SOURCE EXCERPT →
********
Cui, Tie; Osborne, Stephen

Authors

Tie Cui

Stephen Osborne



Abstract

In today’s increasingly complex, fragmented and interdependent world, public managers are confronted by many major public issues which threaten the sustainable development of future human society. Addressing these ‘future public issues’ requires the long-term investment of public resources and longstanding cross-sector collaboration.
This article focuses on local carbon reduction projects aiming at resolving a typical ‘future public crisis’, climate change. We adopted the analytical viewpoint of integrative public leadership and focused on the discussion about the integrating process of different stakeholders in the broader territory of public governance. Drawing on the existing study of public leadership and value co-creation, this article explores the following question: under the uncertain background, how public leadership is enacted across the governance network and interact with the co-creation of value.
We empirically examined the implementation processes of three carbon reduction projects in Edinburgh (Scotland, UK). The database contains 36 semi-structured in-depth interviews with respondents from various organizations; 12 ethnographic observations, and almost 200 text or video documents. Qualitative coding is applied as the data analysing method, with the support of temporal bracketing strategy to decompose the chronological data into successive time periods. We provide the simplified synopsis of each case in tables and a synthetic portrait of the evolution over time of actors’ relationships and interactions.
The findings of this article involve four points. First, we constructed a three-stage model to describe the integrative leadership process, which identifies three stages of coordination between key leaders, network actors and external environment. Second, we summarize that, although previous studies largely emphasized the importance of the values consensus in terms of facilitating cross-sector collaboration, in the long-standing public governance, private values remain diversified. Third, in accordance with diversified private values, the individuals’ participation is fundamentally driven by the private value creation result or aspiration; and the private value creation chain, consisted by several small-wins, constitutes the essential condition of the integrative leadership process. Based on it, fourthly, we summarized three common links in one silngle small-win cycle: the value commitment, proposition and creation.
********
MATERIAL SUPPLIED →

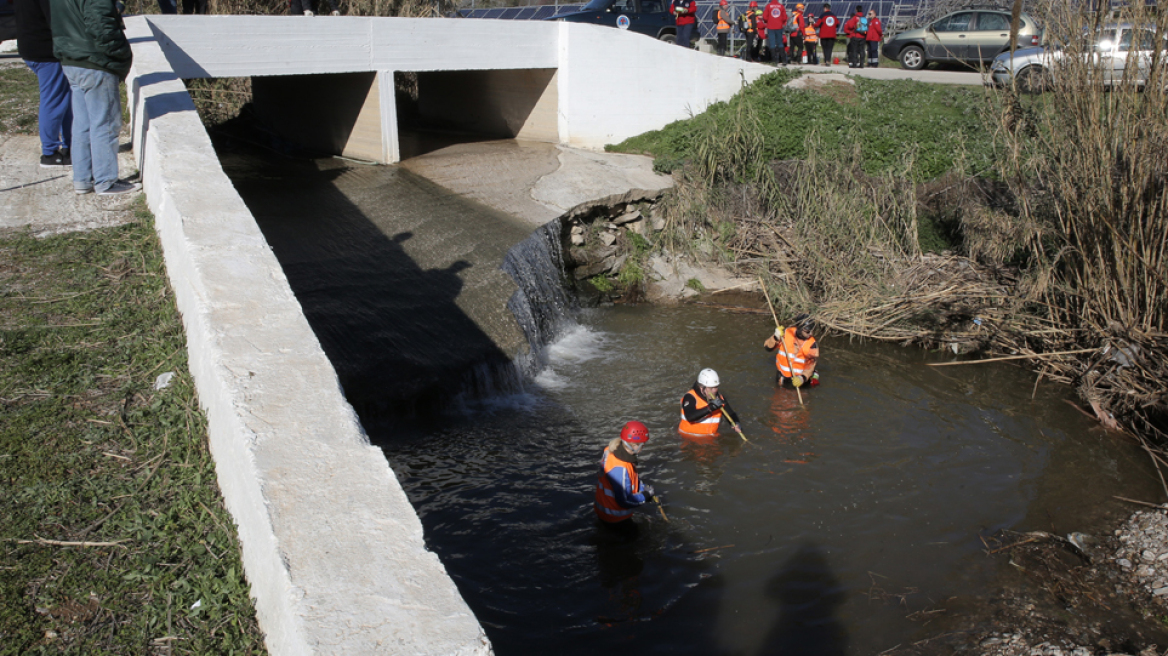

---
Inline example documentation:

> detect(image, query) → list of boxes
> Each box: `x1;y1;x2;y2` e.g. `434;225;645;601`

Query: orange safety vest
592;440;641;523
717;9;730;32
677;390;722;435
774;326;815;378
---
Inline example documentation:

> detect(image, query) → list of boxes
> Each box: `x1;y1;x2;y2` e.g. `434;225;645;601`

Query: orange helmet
620;421;649;445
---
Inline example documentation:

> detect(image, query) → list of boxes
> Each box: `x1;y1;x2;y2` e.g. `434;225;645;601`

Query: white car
989;23;1168;93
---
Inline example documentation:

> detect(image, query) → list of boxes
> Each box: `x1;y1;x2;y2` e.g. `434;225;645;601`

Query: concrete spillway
126;11;770;655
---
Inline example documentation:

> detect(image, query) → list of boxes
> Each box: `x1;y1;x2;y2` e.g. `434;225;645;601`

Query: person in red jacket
669;0;697;48
843;5;868;69
864;9;884;69
815;2;840;67
763;0;787;65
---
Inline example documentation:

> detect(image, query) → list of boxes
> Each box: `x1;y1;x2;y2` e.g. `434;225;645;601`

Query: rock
612;210;641;225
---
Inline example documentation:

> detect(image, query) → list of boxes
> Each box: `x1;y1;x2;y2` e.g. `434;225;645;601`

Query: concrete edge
126;18;492;655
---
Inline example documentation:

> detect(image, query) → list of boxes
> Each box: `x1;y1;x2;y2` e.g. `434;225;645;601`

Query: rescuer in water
677;369;742;435
592;421;653;530
763;314;819;388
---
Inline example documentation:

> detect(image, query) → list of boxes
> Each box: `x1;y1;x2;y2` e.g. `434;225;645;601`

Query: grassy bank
0;210;264;655
609;70;992;180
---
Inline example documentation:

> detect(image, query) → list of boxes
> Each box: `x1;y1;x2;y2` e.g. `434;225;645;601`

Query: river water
217;141;1159;655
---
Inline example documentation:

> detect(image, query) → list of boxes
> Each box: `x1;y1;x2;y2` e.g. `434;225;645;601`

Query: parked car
883;9;1042;70
553;0;677;43
989;23;1168;93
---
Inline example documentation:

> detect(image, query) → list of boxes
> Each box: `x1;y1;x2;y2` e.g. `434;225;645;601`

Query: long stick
929;349;1099;367
758;275;802;405
653;495;669;522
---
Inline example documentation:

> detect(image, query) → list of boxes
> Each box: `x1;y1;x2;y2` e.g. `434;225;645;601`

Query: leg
65;67;121;191
25;62;72;155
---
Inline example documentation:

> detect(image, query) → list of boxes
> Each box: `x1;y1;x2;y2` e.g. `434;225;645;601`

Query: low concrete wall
126;18;491;655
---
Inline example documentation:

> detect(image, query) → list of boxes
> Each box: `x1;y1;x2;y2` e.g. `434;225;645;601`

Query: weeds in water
0;210;264;654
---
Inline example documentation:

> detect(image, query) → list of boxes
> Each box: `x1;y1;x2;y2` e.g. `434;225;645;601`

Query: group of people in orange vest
592;314;819;531
700;0;884;68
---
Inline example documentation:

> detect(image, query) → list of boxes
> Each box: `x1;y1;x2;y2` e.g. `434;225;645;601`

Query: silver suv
883;9;1042;70
989;23;1168;93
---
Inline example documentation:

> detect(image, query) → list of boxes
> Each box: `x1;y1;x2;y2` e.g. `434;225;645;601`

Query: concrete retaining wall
126;18;491;655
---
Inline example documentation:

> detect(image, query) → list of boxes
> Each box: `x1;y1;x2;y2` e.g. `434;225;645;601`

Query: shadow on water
217;144;522;414
758;543;848;656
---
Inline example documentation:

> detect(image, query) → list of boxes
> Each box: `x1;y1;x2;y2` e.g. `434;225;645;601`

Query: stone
612;210;641;225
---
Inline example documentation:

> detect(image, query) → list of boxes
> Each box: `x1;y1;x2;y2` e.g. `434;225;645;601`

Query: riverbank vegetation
0;208;264;655
613;4;1168;448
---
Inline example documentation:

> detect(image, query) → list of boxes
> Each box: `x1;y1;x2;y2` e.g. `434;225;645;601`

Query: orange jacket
592;439;647;523
677;390;722;435
774;326;819;378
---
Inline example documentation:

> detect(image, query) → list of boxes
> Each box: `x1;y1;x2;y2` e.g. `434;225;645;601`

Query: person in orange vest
763;314;819;388
738;0;758;62
669;0;697;48
804;12;819;64
592;421;653;530
677;369;742;435
788;2;807;64
715;0;734;57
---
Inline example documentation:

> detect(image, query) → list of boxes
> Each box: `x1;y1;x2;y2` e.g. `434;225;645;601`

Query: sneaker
97;180;142;196
41;148;72;168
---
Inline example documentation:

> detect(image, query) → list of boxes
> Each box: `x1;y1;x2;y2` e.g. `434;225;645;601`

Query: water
223;140;1159;656
370;307;1157;655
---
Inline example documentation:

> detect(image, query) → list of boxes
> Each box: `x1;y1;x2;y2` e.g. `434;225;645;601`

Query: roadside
0;64;265;655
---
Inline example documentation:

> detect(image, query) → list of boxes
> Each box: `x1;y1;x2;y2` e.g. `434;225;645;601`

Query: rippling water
369;307;1155;655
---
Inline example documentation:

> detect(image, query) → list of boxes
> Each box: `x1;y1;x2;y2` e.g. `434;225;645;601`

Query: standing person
763;0;787;64
715;0;734;57
50;0;141;196
677;369;742;435
763;314;819;388
791;4;807;64
815;2;840;67
864;9;884;69
15;0;72;168
804;12;819;64
843;5;868;69
669;0;697;48
592;421;653;530
738;0;758;62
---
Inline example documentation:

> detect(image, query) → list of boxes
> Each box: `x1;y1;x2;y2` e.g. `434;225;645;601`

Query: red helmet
620;421;649;445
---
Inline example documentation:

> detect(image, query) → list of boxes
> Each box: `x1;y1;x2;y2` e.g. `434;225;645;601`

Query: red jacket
763;0;787;32
815;12;840;39
669;0;697;25
843;12;864;39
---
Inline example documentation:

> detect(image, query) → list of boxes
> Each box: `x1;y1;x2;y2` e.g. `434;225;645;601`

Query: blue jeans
62;67;121;191
25;60;72;155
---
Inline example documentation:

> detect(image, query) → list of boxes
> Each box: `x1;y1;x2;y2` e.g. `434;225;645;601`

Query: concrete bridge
127;16;771;655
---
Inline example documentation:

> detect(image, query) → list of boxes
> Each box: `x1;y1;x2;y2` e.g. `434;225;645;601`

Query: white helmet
697;369;722;388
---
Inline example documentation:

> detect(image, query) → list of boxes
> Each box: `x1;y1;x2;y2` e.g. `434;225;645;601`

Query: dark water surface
223;144;1159;656
369;307;1156;655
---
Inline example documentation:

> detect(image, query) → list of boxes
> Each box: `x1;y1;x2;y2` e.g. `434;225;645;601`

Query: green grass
0;63;41;134
0;204;264;655
609;70;990;180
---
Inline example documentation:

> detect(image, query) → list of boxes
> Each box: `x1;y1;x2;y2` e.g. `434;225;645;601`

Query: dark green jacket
50;0;133;79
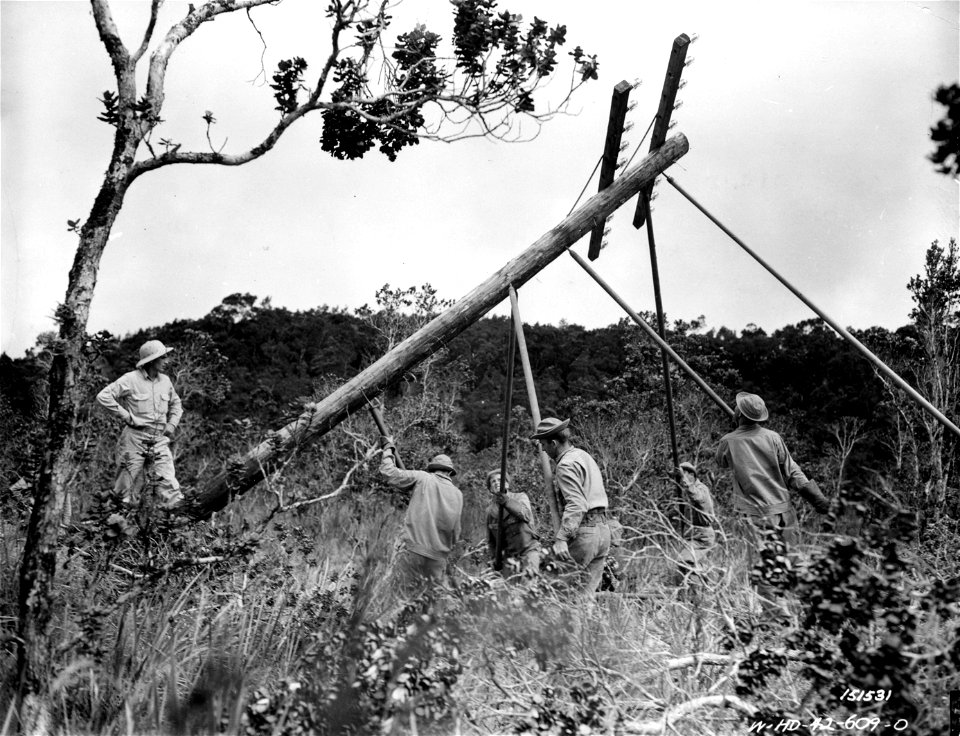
********
REQUEST 1 → According to the abstract, how many semi-structured in-depth interviews does the database contain?
REQUEST 2 → From the abstract, write out the passage that opens with the words containing "We empirically examined" and closes with "relationships and interactions.".
REQUEST 3 → Write what comes next in the abstract on carbon reduction projects in Edinburgh, picking up after its final sentence.

RESULT 1 → 36

RESULT 2 →
We empirically examined the implementation processes of three carbon reduction projects in Edinburgh (Scotland, UK). The database contains 36 semi-structured in-depth interviews with respondents from various organizations; 12 ethnographic observations, and almost 200 text or video documents. Qualitative coding is applied as the data analysing method, with the support of temporal bracketing strategy to decompose the chronological data into successive time periods. We provide the simplified synopsis of each case in tables and a synthetic portrait of the evolution over time of actors’ relationships and interactions.

RESULT 3 →
As a summary, a process model of the integrative public leadership process is constructed, with the aims of explaining the dynamics of leadership process and value co-creation in the longstanding public governance setting. We discuss how this model could respond to other literature in the field of integrative leadership, value co-creation and public governance in four aspects in the discussion and conclusion section.

Citation

Cui, T., & Osborne, S. (2019, April). Collaboration for The Common Future? Integrative Public Leadership in Local Governance Practice. Paper presented at International Research Society for Public Management Conference (IRSPM), Wellington, New Zealand

Presentation Conference Type Conference Paper (unpublished)
Conference Name International Research Society for Public Management Conference (IRSPM)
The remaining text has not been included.